Recorded information:
──────
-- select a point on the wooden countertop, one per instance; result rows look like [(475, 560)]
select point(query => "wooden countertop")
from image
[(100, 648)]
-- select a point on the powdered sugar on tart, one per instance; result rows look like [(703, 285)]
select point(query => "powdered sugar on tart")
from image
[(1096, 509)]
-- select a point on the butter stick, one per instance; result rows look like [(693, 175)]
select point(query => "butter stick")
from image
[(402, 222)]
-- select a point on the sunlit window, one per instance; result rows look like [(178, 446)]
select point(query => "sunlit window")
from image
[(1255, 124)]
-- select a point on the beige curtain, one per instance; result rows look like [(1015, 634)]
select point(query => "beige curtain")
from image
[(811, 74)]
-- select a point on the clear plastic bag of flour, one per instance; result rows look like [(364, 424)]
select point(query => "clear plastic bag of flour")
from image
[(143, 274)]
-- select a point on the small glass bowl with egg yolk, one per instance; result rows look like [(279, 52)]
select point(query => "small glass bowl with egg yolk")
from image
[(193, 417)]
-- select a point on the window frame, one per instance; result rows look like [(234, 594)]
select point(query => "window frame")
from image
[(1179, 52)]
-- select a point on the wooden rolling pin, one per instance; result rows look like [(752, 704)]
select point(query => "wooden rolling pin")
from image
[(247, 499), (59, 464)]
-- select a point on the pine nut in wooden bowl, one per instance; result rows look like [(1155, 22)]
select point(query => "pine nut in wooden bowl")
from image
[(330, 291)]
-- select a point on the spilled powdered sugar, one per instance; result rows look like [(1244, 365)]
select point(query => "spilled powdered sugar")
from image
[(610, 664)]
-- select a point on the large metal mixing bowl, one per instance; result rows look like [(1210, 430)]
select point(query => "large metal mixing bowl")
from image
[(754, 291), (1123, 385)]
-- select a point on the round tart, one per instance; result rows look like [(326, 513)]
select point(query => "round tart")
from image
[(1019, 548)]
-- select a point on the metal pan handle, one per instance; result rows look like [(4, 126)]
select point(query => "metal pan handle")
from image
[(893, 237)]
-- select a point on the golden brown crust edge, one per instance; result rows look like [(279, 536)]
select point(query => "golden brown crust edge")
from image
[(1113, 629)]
──────
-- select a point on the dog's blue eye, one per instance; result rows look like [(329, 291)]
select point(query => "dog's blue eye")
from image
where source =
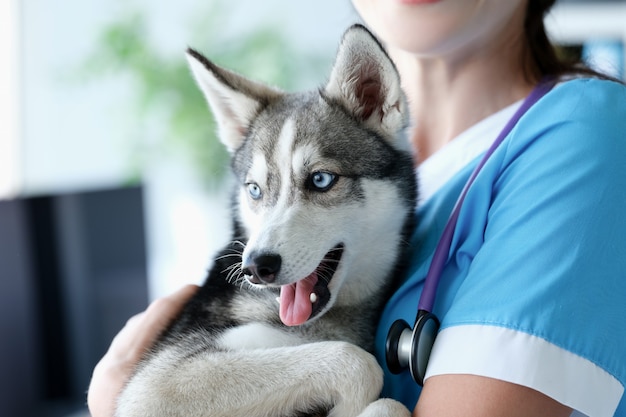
──────
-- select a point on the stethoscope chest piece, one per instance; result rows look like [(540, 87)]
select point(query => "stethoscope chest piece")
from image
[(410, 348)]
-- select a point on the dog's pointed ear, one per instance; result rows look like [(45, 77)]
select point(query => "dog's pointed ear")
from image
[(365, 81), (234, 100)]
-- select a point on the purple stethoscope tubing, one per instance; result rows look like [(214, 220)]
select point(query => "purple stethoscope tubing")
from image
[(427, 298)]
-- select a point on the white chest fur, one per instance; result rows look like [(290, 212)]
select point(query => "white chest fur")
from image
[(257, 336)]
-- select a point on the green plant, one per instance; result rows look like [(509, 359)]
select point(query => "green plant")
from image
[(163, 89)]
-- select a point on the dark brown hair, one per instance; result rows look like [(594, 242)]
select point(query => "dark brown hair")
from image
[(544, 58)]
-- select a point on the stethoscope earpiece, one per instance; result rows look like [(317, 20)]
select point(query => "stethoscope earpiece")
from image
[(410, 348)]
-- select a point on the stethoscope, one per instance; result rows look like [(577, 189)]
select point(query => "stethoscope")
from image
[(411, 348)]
──────
Task prompt: Count the lines of the entries above in which the string "large" appears. Supply the number only.

Solution for this problem: 2